== WHAT YOU ARE ASKED TO DO ==
Please reproduce, word for word, the stretch of the lens forum thread from "Yes, but this" through "metric I'm missing?".

Yes, but this is also the first one that doesn't already have a direct first-party competitor so it should have more pricing power. It is interesting to note that those that are sold at higher prices have more of an sharpness advantage (50 is more expensive than the others) than their direct competitors. Even though the 24 is the most recent of the primes, it has little pricing power.


----------



## cayenne (Jul 17, 2015)

They mention they already have a "18-35mm F1.8 DC HSM Art lens," lens.

Why would you want this new lens that is slower and had less of focal range (24-35 vs 18-35)?

Is there some other performance metric I'm missing?

Thanks in advance,


cayenne


----------



## kubelik (Jul 17, 2015)

cayenne said:


> They mention they already have a "18-35mm F1.8 DC HSM Art lens," lens.

== DATASET CONTENT ==
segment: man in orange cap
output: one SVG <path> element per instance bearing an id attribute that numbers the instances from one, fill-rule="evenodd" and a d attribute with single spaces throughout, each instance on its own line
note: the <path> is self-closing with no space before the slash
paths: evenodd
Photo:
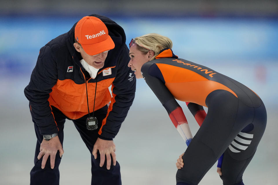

== WRITTEN ANSWER ==
Yes, but this is also the first one that doesn't already have a direct first-party competitor so it should have more pricing power. It is interesting to note that those that are sold at higher prices have more of an sharpness advantage (50 is more expensive than the others) than their direct competitors. Even though the 24 is the most recent of the primes, it has little pricing power.


----------



## cayenne (Jul 17, 2015)

They mention they already have a "18-35mm F1.8 DC HSM Art lens," lens.

Why would you want this new lens that is slower and had less of focal range (24-35 vs 18-35)?

Is there some other performance metric I'm missing?